====== TEXT PROVIDED ======
Comparative proteome analysis of secreted proteins from insulin-resistant C2C12 cells

Skeletal muscle accounts for majority of insulin-stimulated glucose disposal and has a high capacity to metabolize fatty acids. Impaired glucose metabolism and lipid metabolism in skeletal muscle are hallmark features of insulin resistance associated with obesity, type 2 diabetes, and metabolic syndrome. Elevated plasma free fatty acids (FFA) are thought to be responsible for development of insulin resistance however the mechanisms by which FFA cause insulin resistance are not clear. Skeletal muscle has been suggested to be source of secreted proteins which can influence metabolism and other biological processes in a systemic manner. Here we report a secretome of an insulin- resistant muscle cell line. To analyze proteins secreted from insulin-resistant murine C2C12 skeletal muscle cells, we applied a stable isotope labeling by amino acids in cell culture (SILAC) based quantitative proteomics platform. Exposure of isotopicaly labeled C2C12 cells to 0.5 mM palmitate results in development of insulin resistance (confirmed by impairment in insulin signaling). Thereafter, we compared the secretome of control vs insulin-resistant cells. Protocols were optimized to efficiently derive secreted proteins from cells in culture. In supernatants, we identified and quantified 2205 proteins including 36 cytokine signaling proteins, 60 growth factors and 46 metallopeptidase. We found that 182 of these proteins were significantly different in palmitate treated cells compare to non-treated cells. In addition to previously reported secreted protein, we identified many novel proteins that have not been shown to be released from skeletal muscle. These proteins may act as signaling mediators to other cells and tissues and supporting a role of skeletal muscle as an important secretory organ.
====== LISTED ENTRIES ======
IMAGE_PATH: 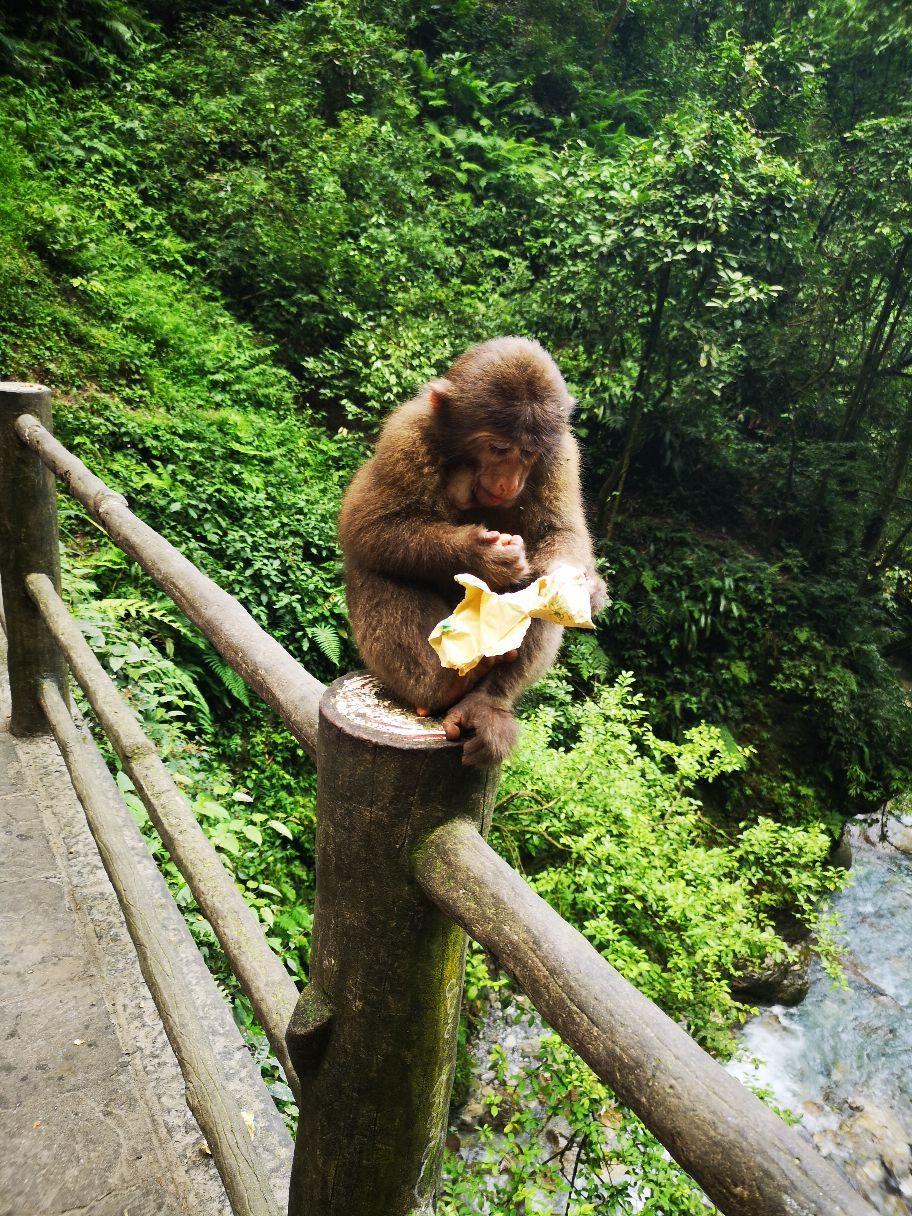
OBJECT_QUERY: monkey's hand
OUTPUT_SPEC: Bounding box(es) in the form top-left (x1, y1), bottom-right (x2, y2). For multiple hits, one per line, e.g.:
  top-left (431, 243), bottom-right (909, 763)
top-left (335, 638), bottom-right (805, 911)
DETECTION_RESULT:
======
====== LISTED ENTRIES ======
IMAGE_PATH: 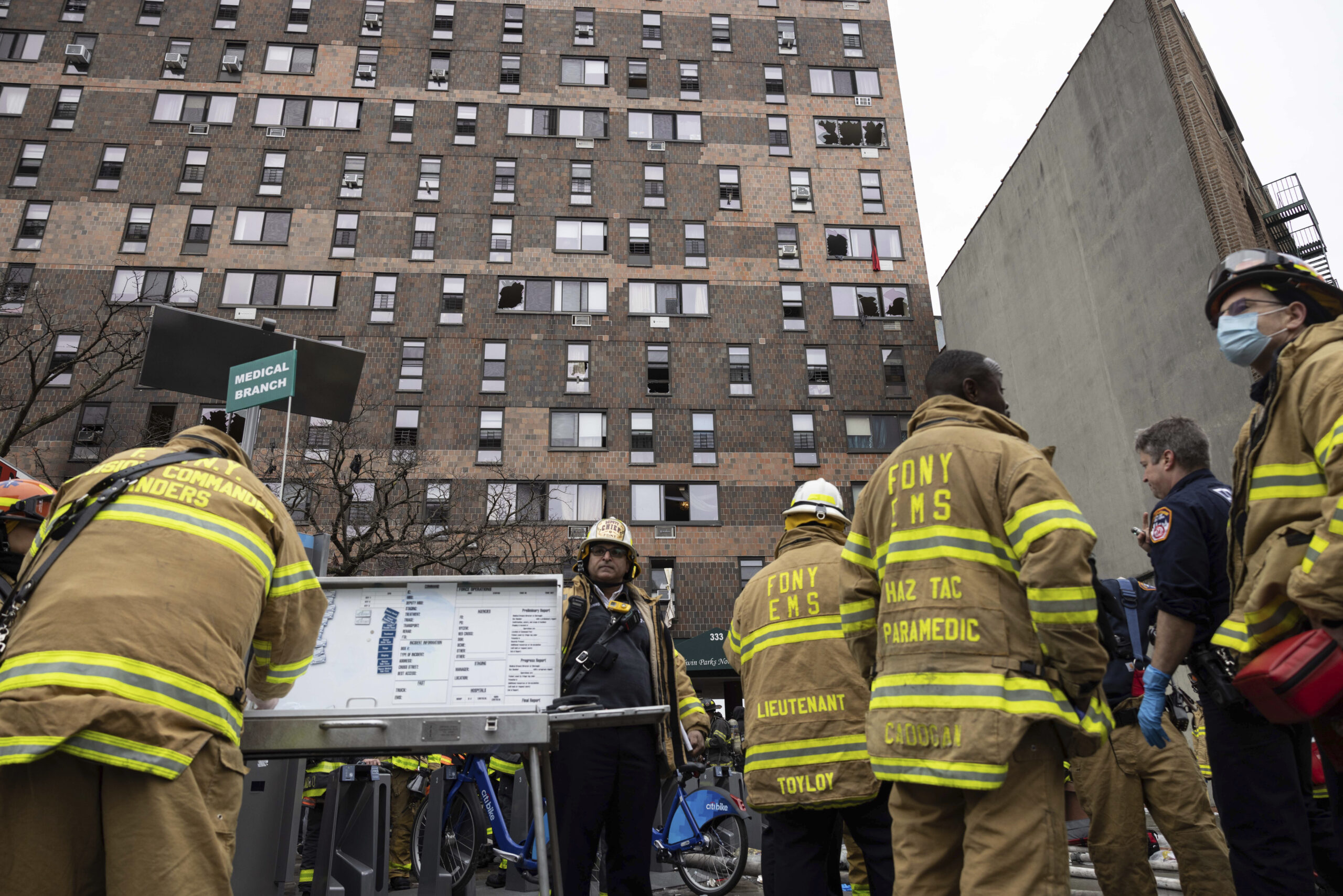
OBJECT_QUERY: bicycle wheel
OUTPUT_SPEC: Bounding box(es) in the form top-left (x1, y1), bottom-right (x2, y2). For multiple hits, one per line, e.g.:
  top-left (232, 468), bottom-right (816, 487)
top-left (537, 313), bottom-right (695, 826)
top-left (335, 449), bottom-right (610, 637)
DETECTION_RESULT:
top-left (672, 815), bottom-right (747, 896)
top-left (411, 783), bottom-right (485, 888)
======
* ABOUT THIS EXERCISE
Answer these questions from the abstract on proteins secreted by insulin-resistant C2C12 cells:
(a) What concentration of palmitate were the isotopically labeled cells exposed to?
(b) How many proteins were identified and quantified in the supernatants?
(c) How many proteins differed significantly between palmitate-treated and non-treated cells?

* SOLUTION FOR THIS EXERCISE
(a) 0.5 mM
(b) 2205
(c) 182